(Records from a data collection)
****************************************

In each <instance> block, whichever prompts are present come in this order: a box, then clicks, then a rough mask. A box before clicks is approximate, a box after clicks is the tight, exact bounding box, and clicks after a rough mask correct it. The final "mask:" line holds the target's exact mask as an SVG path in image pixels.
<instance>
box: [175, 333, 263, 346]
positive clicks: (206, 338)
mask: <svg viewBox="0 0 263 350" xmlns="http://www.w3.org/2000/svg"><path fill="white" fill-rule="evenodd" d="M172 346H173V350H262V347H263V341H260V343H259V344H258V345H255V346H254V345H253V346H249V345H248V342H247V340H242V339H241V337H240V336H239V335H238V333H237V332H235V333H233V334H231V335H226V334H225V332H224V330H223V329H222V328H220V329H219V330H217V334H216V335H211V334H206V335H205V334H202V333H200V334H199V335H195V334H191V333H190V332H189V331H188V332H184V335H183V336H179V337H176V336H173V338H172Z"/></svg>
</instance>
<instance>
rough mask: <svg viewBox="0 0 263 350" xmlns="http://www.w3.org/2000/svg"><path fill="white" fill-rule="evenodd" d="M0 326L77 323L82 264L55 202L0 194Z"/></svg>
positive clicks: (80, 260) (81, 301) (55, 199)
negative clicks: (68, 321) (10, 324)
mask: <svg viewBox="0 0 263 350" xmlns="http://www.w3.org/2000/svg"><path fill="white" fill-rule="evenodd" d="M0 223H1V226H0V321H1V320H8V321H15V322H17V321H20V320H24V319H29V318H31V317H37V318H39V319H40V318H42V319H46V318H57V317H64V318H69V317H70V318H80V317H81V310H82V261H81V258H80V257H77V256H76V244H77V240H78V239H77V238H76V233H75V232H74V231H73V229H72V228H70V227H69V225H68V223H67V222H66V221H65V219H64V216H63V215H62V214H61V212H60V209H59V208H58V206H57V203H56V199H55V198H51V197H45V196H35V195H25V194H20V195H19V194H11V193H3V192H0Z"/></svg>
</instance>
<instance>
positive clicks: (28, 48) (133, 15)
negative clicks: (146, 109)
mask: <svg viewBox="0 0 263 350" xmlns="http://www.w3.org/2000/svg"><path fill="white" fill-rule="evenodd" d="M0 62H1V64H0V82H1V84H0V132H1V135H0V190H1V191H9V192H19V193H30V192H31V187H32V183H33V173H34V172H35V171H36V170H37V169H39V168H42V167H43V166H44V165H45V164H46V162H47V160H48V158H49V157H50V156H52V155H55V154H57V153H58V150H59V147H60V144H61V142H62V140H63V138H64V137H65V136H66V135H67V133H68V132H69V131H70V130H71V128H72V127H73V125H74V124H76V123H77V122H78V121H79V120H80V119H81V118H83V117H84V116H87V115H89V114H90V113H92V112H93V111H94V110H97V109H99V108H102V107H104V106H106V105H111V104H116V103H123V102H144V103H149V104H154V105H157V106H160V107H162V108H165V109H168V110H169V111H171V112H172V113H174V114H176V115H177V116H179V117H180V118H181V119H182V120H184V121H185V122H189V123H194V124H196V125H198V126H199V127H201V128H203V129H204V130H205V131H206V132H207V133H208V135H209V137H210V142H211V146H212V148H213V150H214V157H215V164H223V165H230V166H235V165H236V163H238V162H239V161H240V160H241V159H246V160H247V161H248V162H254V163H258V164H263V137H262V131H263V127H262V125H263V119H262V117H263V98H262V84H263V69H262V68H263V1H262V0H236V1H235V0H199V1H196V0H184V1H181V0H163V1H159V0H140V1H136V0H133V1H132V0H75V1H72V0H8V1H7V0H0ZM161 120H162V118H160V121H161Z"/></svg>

****************************************

▸ **Exercise**
What you return must be an exact retyping of the lines above starting at the line with "positive clicks: (206, 338)" and ending at the line with "positive clicks: (28, 48) (133, 15)", and nothing besides.

▸ **Response box**
positive clicks: (206, 338)
mask: <svg viewBox="0 0 263 350" xmlns="http://www.w3.org/2000/svg"><path fill="white" fill-rule="evenodd" d="M172 346H173V350H262V347H263V341H260V343H259V344H258V345H255V346H254V345H253V346H249V345H248V342H247V340H242V339H241V337H240V336H239V335H238V333H237V332H235V333H233V334H231V335H226V334H225V332H224V330H223V329H222V328H220V329H219V330H217V334H216V335H211V334H206V335H205V334H202V333H200V334H199V335H195V334H191V333H190V332H189V331H188V332H184V335H183V336H179V337H176V336H173V338H172Z"/></svg>
</instance>
<instance>
rough mask: <svg viewBox="0 0 263 350" xmlns="http://www.w3.org/2000/svg"><path fill="white" fill-rule="evenodd" d="M0 326L77 323L82 264L55 202L0 194Z"/></svg>
positive clicks: (80, 260) (81, 301) (55, 199)
negative clicks: (68, 321) (10, 324)
mask: <svg viewBox="0 0 263 350" xmlns="http://www.w3.org/2000/svg"><path fill="white" fill-rule="evenodd" d="M0 223H1V226H0V321H1V320H8V321H15V322H17V321H20V320H24V319H29V318H31V317H37V318H39V319H40V318H42V319H46V318H57V317H64V318H69V317H70V318H80V317H81V310H82V261H81V258H80V257H77V256H76V244H77V240H78V239H77V238H76V233H75V232H74V231H73V229H72V228H70V227H69V225H68V223H67V222H66V221H65V219H64V216H63V215H62V214H61V212H60V209H59V208H58V206H57V203H56V199H55V198H51V197H45V196H35V195H25V194H20V195H19V194H11V193H3V192H0Z"/></svg>
</instance>
<instance>
positive clicks: (28, 48) (133, 15)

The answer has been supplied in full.